• [WHAT YOU WILL DO]
A word-for-word copy of the entries below is required.

• [DATA TO EXAMINE]

*** Begin section ***

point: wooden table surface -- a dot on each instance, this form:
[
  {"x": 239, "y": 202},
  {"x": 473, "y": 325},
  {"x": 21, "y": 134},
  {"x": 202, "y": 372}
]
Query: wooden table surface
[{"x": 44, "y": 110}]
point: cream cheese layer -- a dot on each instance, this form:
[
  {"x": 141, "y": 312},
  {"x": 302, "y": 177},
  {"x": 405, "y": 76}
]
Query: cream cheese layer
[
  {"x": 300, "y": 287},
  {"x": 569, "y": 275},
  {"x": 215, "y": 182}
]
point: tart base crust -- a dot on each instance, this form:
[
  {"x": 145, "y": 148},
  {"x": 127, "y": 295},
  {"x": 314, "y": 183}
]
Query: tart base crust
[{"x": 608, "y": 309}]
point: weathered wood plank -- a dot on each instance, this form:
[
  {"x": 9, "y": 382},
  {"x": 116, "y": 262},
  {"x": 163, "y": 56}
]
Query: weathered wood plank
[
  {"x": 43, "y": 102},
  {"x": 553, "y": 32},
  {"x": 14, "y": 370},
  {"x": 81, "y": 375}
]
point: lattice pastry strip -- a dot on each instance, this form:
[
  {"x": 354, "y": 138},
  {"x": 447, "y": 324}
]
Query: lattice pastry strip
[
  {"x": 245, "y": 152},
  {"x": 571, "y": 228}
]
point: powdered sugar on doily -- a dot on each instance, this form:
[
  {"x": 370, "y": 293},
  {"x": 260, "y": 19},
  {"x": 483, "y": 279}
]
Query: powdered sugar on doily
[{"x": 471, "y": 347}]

*** End section ***

• [RESULT FOR THIS TASK]
point: wooden table surface -- a dot on each instance, this form:
[
  {"x": 239, "y": 202},
  {"x": 473, "y": 325},
  {"x": 21, "y": 134},
  {"x": 202, "y": 372}
]
Query: wooden table surface
[{"x": 44, "y": 110}]
point: cream cheese layer -- a dot on each instance, this form:
[
  {"x": 141, "y": 312},
  {"x": 302, "y": 177},
  {"x": 405, "y": 76}
]
Query: cream cheese layer
[
  {"x": 300, "y": 287},
  {"x": 569, "y": 275},
  {"x": 215, "y": 182}
]
point: tart base crust -- a dot on each instance, this form:
[
  {"x": 145, "y": 148},
  {"x": 127, "y": 295},
  {"x": 314, "y": 183}
]
Query: tart base crust
[{"x": 608, "y": 309}]
point: weathered wood plank -- a dot on each instance, this form:
[
  {"x": 9, "y": 382},
  {"x": 116, "y": 262},
  {"x": 163, "y": 56}
]
Query: weathered wood plank
[
  {"x": 43, "y": 102},
  {"x": 553, "y": 32},
  {"x": 14, "y": 370},
  {"x": 81, "y": 375}
]
point: lattice pastry strip -- a dot on each instance, this form:
[
  {"x": 354, "y": 138},
  {"x": 447, "y": 324}
]
Query: lattice pastry strip
[
  {"x": 245, "y": 152},
  {"x": 571, "y": 228}
]
point: powdered sugar on doily -- a dot on each instance, this form:
[
  {"x": 370, "y": 293},
  {"x": 260, "y": 19},
  {"x": 483, "y": 279}
]
Query: powdered sugar on doily
[{"x": 471, "y": 347}]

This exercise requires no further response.